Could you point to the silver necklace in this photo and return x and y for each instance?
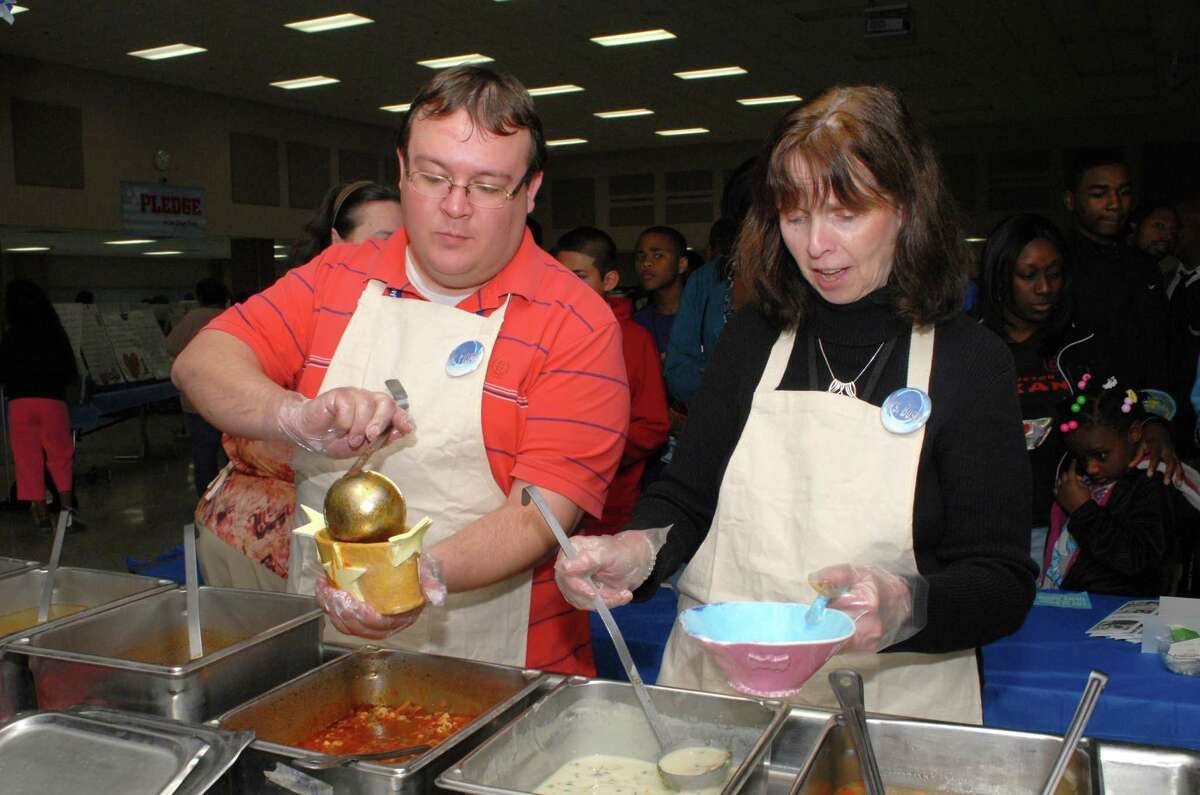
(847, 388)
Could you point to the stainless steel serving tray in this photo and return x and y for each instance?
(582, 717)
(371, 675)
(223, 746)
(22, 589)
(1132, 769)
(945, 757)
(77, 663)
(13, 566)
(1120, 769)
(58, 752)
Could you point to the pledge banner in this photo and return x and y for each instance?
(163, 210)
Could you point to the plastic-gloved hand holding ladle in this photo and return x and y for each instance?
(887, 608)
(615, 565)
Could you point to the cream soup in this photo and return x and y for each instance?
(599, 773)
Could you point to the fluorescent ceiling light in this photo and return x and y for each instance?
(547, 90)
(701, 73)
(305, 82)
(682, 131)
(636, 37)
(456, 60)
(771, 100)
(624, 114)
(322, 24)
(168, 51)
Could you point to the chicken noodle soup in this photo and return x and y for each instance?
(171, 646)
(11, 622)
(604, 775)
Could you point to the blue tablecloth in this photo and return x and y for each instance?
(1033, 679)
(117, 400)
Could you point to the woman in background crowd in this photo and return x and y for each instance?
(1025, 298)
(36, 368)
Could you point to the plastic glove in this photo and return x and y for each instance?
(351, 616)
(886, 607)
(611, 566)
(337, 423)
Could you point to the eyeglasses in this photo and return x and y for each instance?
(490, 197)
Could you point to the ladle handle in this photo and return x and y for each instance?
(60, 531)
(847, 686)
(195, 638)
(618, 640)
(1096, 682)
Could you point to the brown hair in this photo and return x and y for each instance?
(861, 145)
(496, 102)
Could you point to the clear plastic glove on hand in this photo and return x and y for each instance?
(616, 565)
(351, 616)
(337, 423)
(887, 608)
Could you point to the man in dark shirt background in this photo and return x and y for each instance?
──────────────────────────────
**What the task asks**
Lay out every line of the listing above as a numbered list, skipping any blank lines and leaving out the picture.

**Correct answer**
1. Could you point to the silver necklace in this photo and return x and y for each instance?
2. (847, 388)
3. Could you point to the stainless steel serving tray in this photo and return x and y for each instance?
4. (582, 717)
5. (371, 675)
6. (223, 746)
7. (22, 589)
8. (1132, 769)
9. (945, 757)
10. (77, 663)
11. (13, 566)
12. (1120, 769)
13. (58, 752)
14. Could you point to the pledge banner in this photo and return x and y for each instance?
15. (163, 210)
16. Could you point to the plastic-gloved hand holding ladle in this photo and return x and y for each instance?
17. (887, 608)
18. (615, 565)
19. Could you point to the cream soup in this photo and return x and y for each instance?
20. (599, 773)
21. Could you point to the fluorescent ceiling light in this photo and return x and y for each instance?
22. (547, 90)
23. (701, 73)
24. (305, 82)
25. (682, 131)
26. (636, 37)
27. (456, 60)
28. (771, 100)
29. (624, 114)
30. (322, 24)
31. (168, 51)
32. Could you point to the chicken noodle soup in this photo and return x and y for each instance?
33. (171, 646)
34. (11, 622)
35. (604, 775)
36. Could you point to the blue tablecloth in this photo and return x and y for each instance?
37. (1033, 679)
38. (117, 400)
39. Could you point to the woman in background crowd in this photo and return x and y for each instance?
40. (1025, 298)
41. (36, 368)
42. Could you point to the plastic glove in this photo and return x and y for each instance?
43. (351, 616)
44. (886, 607)
45. (611, 566)
46. (337, 423)
47. Could you point to the eyeglasses in this photo and return x and y for each instance?
48. (490, 197)
49. Could you point to the ladle handle in this photo and return x and y for each instance?
50. (60, 531)
51. (847, 686)
52. (195, 638)
53. (618, 640)
54. (1096, 682)
55. Could you point to the brown hair in this photo and return x and y for each instance?
56. (861, 145)
57. (496, 102)
58. Could you point to the clear plastic glove on hand in this photo and return x and y for each instance?
59. (616, 565)
60. (351, 616)
61. (337, 423)
62. (887, 608)
63. Could you point to the man in dark shirt background in this photo and return x and y for each instance?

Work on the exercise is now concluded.